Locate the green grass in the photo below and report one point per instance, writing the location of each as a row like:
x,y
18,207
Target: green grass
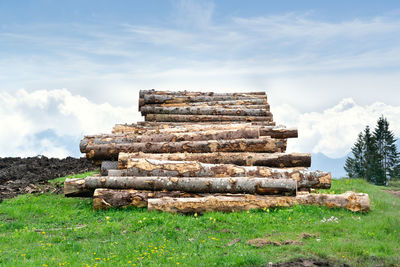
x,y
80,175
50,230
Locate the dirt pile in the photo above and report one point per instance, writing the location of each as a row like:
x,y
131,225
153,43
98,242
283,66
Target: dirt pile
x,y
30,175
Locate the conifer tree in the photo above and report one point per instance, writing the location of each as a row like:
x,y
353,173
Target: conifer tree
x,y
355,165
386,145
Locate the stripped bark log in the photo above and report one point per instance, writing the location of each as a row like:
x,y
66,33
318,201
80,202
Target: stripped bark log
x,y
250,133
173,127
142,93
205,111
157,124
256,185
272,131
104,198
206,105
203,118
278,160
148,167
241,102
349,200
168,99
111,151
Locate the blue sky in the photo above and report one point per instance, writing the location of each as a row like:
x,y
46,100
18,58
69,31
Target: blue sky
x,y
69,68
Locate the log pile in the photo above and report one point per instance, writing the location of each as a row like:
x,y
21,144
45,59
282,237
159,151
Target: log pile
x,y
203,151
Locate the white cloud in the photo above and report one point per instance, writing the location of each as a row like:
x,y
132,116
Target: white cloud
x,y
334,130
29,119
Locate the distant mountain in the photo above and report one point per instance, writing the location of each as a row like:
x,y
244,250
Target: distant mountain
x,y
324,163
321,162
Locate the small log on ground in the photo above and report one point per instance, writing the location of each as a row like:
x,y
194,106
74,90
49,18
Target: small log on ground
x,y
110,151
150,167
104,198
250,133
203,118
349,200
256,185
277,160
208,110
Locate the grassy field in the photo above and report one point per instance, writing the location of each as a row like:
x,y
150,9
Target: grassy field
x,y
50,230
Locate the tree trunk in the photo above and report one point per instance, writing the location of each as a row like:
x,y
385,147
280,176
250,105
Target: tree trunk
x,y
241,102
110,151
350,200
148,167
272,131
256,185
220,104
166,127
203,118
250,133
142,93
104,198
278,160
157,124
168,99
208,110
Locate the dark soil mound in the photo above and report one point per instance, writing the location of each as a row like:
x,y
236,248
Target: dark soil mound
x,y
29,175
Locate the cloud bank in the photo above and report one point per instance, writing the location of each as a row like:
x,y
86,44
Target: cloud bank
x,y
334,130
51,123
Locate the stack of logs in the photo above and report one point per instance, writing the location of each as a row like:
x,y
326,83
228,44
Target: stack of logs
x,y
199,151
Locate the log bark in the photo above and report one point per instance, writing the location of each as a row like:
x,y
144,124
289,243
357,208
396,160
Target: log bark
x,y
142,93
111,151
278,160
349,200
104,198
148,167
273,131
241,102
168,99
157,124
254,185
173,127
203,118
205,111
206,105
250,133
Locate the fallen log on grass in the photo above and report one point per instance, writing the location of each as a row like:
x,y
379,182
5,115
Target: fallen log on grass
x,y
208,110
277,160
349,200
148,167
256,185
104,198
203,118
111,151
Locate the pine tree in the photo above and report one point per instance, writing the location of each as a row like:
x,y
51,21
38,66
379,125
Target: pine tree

§ §

Count, in the listing, each line that holds the string "pine", then give the count and nothing else.

2